## Required work
Print the lines of the entries below verbatim, starting with the line that contains "Accessibility service: describe the location of guitar bridge" and going on through the line that contains "0,133 -> 38,157", both of those lines included.

## Dataset entries
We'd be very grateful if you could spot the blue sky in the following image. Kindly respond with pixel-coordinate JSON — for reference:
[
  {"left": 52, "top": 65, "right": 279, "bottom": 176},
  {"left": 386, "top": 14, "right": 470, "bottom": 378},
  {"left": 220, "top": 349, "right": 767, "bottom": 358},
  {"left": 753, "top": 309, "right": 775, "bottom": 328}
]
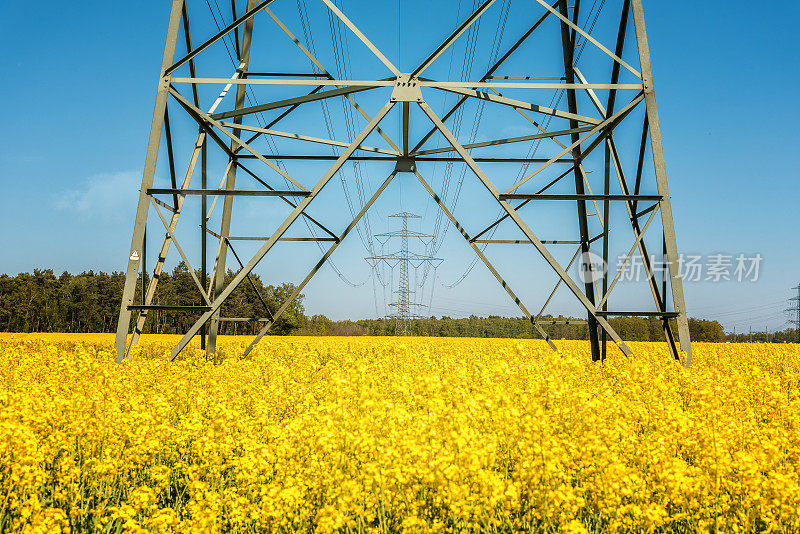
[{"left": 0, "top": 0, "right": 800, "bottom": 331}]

==

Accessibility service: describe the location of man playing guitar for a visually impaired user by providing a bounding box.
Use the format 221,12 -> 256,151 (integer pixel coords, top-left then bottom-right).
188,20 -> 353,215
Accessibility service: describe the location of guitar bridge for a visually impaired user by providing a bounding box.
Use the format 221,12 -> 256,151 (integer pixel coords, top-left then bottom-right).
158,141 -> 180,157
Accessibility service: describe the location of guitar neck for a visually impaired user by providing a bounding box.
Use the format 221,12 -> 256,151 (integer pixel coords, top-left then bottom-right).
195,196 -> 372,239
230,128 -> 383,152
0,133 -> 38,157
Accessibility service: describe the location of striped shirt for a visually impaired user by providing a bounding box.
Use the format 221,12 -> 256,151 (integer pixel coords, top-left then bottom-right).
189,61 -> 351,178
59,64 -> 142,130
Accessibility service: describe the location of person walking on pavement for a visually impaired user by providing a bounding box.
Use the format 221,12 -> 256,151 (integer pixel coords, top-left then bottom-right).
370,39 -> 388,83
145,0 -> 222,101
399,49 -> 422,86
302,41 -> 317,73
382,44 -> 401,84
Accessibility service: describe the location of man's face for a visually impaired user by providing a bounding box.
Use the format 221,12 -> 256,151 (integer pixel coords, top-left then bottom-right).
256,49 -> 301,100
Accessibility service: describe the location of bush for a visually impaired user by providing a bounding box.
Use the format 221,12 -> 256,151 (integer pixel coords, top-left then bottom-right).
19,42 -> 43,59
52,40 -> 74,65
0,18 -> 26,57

## Task answer
Accessibility service: describe the location of guitar bridge for a visually impaired user by providing a bounding box.
Use the format 221,12 -> 256,151 (integer pixel coords, top-left then bottom-right).
158,141 -> 180,157
Accessibility service: describe the location of guitar neck for a visually impaired user by providing a bounding box.
Use the format 221,12 -> 256,151 (integer pixel coords, top-left then bottom-right).
195,196 -> 372,239
230,128 -> 383,152
0,133 -> 38,157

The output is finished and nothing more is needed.